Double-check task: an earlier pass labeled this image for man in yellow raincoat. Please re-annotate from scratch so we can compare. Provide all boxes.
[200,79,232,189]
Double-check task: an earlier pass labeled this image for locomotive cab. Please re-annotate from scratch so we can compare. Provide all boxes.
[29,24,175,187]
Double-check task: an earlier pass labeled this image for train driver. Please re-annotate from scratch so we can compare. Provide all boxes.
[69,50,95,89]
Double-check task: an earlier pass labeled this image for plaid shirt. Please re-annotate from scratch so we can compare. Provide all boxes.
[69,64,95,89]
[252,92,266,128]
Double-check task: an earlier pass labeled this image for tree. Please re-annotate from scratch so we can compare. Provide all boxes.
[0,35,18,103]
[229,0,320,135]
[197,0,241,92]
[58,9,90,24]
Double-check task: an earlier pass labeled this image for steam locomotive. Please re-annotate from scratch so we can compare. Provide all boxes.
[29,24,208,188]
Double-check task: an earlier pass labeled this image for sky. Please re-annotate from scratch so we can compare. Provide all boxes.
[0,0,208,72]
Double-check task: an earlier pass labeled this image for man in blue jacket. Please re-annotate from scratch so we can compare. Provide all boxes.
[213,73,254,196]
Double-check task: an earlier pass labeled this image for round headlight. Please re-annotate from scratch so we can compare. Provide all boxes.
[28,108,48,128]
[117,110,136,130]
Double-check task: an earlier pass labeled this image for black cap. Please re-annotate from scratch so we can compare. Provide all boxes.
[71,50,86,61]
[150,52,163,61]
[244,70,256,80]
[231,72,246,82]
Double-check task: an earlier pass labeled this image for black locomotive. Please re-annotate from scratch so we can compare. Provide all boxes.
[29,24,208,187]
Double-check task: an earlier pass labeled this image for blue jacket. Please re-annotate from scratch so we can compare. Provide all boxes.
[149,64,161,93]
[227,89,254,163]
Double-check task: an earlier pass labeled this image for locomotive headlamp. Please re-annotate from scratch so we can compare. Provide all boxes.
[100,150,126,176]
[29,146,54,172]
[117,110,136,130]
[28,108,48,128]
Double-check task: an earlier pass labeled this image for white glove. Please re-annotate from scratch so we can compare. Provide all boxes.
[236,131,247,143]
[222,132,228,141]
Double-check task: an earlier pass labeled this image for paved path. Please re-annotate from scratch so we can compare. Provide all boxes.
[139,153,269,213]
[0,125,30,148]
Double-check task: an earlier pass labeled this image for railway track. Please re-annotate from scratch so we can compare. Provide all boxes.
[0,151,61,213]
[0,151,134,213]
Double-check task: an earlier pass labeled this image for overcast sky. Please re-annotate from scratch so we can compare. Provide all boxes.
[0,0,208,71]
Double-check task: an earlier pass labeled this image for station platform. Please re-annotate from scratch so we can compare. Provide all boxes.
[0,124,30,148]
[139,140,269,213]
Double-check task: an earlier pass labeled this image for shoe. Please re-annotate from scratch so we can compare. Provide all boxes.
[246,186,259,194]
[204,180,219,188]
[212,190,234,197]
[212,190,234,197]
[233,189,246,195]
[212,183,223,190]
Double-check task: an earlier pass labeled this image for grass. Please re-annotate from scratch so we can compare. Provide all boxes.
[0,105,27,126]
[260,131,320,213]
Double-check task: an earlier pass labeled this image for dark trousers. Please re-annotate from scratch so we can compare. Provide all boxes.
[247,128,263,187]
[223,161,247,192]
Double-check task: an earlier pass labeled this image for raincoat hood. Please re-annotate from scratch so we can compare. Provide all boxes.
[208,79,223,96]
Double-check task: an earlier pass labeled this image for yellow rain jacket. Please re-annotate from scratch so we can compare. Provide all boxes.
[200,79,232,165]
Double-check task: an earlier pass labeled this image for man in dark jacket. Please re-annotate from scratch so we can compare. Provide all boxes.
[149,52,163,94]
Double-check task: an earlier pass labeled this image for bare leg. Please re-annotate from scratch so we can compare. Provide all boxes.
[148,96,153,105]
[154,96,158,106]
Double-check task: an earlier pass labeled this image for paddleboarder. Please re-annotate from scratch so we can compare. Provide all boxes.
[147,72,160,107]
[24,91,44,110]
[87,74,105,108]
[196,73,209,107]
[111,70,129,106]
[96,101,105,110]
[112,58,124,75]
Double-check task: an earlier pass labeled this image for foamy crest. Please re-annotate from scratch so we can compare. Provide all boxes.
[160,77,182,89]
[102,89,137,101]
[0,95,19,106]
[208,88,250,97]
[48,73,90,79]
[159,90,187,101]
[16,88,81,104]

## What is expected
State how many lines above contain the string "black", giving only the number.

## Solution below
2